Texto apresentado:
Os jovens leitores de hoje, que vêem emagrecer de dia para dia o espaço dos jornais destinado aos assuntos literários, estão longe de imaginar o que era o “Suplemento Dominical” do “Jornal do Brasil” nos últimos anos da década de 50: um caderno especial de 12 páginas, formato grande (60 cm x 40 cm), com paginação sofisticada, onde poemas inteiros eram transcritos com ilustrações e espaços em branco largamente utilizados em benefício da composição estética. Seu diretor, Reynaldo Jardim, inovador da feitura gráfica, paginador de vanguarda, estava aos poucos transformando um compósito de artigos sobre “artes” num conjunto homogêneo de assuntos literários.
Pouco a pouco foram sendo devidamente “aposentadas” decrépitas seções de balé e crítica teatral, conselhos domésticos e notícias literárias, cujos velhos colaboradores iam se queixar furiosos à condessa Pereira Carneiro da intromissão “desses jovens” nas searas em que vinham respigando (e ruminando) havia décadas. Mas o genro da condessa, Nascimento Brito, desejoso da remodelação do jornal, deu respaldo à turma do “Suplemento”, que conseguiu ultrapassar a crise.
Foi nesse espaço que apareceu, a 23/09/56, a página inteira denominada “Poesia-Experiência”, sob a assinatura de Mário Faustino, jovem poeta piauiense radicado em Belém, que logo em seguida se transformaria num dos maiores críticos literários do país. Se o “Suplemento Dominical” já era para os jovens poetas de minha geração leitura semanal obrigatória (para torná-lo ainda mais sui generis, o dominical saía aos sábados), com o aparecimento de Mário Faustino, a folha transformou-se em motivo de cult. Isso porque ele representava para nós tudo aquilo por que vínhamos ansiando: o mestre capaz de nos fornecer, da maneira mais dinâmica e atraente possível, as teorias de que necessitávamos e que não poderíamos adquirir fosse por falta de recursos financeiros, fosse por desconhecimento de suas fontes originais. Faustino ensinava Poesia, matéria que não estava nos tratados legíveis, e dela nos dava exemplos (exhibits em sua linguagem) que abrangiam desde os tempos clássicos greco-romanos ou mesmo de literaturas mais remotas como a chinesa, até as grandes vozes do presente (Rilke, Pound, Eliot) sobre as quais ouvíamos falar nas sem haver ainda ouvido (ou visto) o que diziam. Seus “Diálogos de Oficina” eram conversas imaginárias entre mestre e discípulo, ou entre dois interlocutores cultos, sobre a conceituação do ser e do fazer poéticos, expressos numa linguagem acessível, mas sempre elevada.

Tarefa a: Informe quantas linhas dos registros contêm a palavra "hiking", diferenciando maiúsculas de minúsculas. Responda somente com o número.

Dados do exercício:
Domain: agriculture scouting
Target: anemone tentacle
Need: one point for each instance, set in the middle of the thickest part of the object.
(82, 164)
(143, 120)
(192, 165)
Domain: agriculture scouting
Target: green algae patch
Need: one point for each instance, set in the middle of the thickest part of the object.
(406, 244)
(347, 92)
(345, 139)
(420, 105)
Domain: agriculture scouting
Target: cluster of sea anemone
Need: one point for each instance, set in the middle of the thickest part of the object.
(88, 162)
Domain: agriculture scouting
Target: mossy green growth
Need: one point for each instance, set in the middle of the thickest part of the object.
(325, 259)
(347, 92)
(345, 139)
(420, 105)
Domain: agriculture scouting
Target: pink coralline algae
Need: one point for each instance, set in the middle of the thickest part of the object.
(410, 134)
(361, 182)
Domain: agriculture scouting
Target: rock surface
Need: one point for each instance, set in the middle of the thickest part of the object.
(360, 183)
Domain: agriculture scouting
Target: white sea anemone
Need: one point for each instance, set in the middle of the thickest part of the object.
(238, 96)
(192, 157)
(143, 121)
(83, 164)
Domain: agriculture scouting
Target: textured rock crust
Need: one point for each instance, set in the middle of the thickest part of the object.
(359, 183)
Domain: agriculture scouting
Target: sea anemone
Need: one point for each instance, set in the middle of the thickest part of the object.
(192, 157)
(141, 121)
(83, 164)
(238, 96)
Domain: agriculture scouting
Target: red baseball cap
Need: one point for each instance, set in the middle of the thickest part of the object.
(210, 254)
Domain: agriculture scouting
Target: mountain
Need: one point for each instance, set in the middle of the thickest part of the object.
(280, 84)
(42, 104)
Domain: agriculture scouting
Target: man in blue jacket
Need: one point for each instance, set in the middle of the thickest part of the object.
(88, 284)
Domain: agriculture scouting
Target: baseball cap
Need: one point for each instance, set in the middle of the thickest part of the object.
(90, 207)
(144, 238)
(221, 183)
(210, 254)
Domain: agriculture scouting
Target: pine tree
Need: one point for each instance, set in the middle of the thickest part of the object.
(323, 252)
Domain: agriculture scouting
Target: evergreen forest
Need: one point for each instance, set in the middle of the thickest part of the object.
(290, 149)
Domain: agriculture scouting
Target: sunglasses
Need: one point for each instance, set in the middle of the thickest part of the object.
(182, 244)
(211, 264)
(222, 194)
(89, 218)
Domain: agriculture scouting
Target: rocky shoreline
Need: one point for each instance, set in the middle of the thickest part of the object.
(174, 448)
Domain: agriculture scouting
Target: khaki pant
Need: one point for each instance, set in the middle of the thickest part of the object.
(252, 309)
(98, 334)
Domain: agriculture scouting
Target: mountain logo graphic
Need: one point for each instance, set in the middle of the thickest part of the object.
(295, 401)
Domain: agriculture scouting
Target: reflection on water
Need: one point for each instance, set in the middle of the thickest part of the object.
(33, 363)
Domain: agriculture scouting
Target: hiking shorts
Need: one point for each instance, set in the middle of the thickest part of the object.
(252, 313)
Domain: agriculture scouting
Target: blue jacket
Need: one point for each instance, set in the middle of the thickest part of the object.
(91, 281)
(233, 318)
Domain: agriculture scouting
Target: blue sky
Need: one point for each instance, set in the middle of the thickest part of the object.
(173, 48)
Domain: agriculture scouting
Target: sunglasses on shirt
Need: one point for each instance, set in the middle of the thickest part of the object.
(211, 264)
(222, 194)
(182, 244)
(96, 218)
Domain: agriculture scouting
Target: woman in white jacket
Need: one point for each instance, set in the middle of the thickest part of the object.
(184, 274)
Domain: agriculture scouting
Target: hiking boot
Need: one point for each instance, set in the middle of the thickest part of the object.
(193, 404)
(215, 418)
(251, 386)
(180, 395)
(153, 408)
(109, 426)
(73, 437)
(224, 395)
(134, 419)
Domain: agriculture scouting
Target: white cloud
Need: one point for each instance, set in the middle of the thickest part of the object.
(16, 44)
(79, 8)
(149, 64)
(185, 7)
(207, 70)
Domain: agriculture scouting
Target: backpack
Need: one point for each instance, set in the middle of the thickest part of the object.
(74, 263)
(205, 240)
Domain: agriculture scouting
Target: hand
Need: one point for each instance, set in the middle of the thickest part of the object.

Tarefa b: Transcreva, sem nenhuma alteração, o trecho do texto sobre o Suplemento Dominical que começa em "Os jovens leitores" e termina em "de assuntos literários.".

Resposta a: 2

Resposta b:
Os jovens leitores de hoje, que vêem emagrecer de dia para dia o espaço dos jornais destinado aos assuntos literários, estão longe de imaginar o que era o “Suplemento Dominical” do “Jornal do Brasil” nos últimos anos da década de 50: um caderno especial de 12 páginas, formato grande (60 cm x 40 cm), com paginação sofisticada, onde poemas inteiros eram transcritos com ilustrações e espaços em branco largamente utilizados em benefício da composição estética. Seu diretor, Reynaldo Jardim, inovador da feitura gráfica, paginador de vanguarda, estava aos poucos transformando um compósito de artigos sobre “artes” num conjunto homogêneo de assuntos literários.